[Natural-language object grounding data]

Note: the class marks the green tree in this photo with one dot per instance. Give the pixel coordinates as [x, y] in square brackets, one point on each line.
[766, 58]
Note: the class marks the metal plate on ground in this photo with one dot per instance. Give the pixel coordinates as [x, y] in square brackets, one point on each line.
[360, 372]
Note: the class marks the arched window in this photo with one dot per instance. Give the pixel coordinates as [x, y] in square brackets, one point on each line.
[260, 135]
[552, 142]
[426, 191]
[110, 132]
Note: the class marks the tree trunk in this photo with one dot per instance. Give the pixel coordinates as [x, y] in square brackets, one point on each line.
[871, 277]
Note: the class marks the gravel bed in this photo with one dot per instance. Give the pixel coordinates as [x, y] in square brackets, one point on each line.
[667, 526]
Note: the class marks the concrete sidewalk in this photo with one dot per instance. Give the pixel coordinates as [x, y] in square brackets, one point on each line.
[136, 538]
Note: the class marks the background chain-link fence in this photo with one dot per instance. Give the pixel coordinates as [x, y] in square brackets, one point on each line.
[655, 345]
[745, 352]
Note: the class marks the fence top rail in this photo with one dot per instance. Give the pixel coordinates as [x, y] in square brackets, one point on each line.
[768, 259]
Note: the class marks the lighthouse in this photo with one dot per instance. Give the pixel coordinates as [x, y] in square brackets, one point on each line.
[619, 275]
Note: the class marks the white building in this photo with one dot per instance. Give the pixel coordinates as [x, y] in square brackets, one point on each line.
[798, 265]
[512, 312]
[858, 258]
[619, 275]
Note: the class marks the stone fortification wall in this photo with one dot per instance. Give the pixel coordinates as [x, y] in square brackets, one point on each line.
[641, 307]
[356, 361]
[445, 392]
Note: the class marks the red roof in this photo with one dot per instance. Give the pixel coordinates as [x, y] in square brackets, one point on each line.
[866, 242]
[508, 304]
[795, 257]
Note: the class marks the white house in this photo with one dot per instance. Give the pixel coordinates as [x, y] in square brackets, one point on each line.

▸ YOUR INSTRUCTIONS: Give back every record exactly.

▸ REPLY TO THE TASK:
Note: the class marks the green tree in this photo with one dot per instance. Give the pixel coordinates as [x, y] in square brackets, one point on each line.
[766, 58]
Note: the class marks the metal plate on ground in this photo with one dot per instance. Give the pixel coordinates as [x, y] in square brackets, one point on each line.
[360, 372]
Note: the class marks the arched window in this photo with one dot per instance. Give the pixel coordinates as [x, y] in square brackets, one point on each line.
[260, 135]
[552, 142]
[426, 191]
[110, 132]
Note: the class marks the tree trunk in this photo with one dot per instance. Give the pixel coordinates as [x, y] in square brackets, one point on each line.
[871, 277]
Note: the class marks the gravel bed in this photo with one dot per instance. Give the pixel coordinates as [x, y] in square brackets, one point on each line.
[667, 526]
Note: the class marks the concrete sidewalk in this photo with one dot per instance. Give the pixel coordinates as [x, y] in square brackets, one point on each line.
[136, 538]
Note: the class marks the background chain-link fence in this photo with one dot per instance. Give the pixel coordinates as [x, y] in square brackets, one point on each line.
[655, 345]
[745, 352]
Note: the class marks the fence top rail in this photo with one dot per instance. Give the pixel coordinates as [x, y] in square brackets, one point on each line.
[768, 259]
Note: the class marks the lighthouse in this photo with one dot per instance. Give the pixel coordinates as [x, y] in square brackets, one point on each line.
[619, 275]
Note: the class marks the white building in this photo with one dot per instance. Give the pixel coordinates as [x, y] in square brackets, one point on each line.
[798, 265]
[512, 312]
[858, 258]
[619, 275]
Note: the class marks the stone fortification wall in this photo with one dot per instance. Give the pixel coordinates as [x, y] in square brackets, one point on each line.
[641, 307]
[356, 361]
[445, 392]
Note: the class marks the red roof in this photo with one dot per instance. Give the pixel coordinates as [x, y] in square brackets, one point on each line.
[866, 242]
[508, 304]
[795, 257]
Note: the class marks the white house in this photo with one dot per instance. Give the pixel coordinates as [x, y] in square brackets, one point on each line.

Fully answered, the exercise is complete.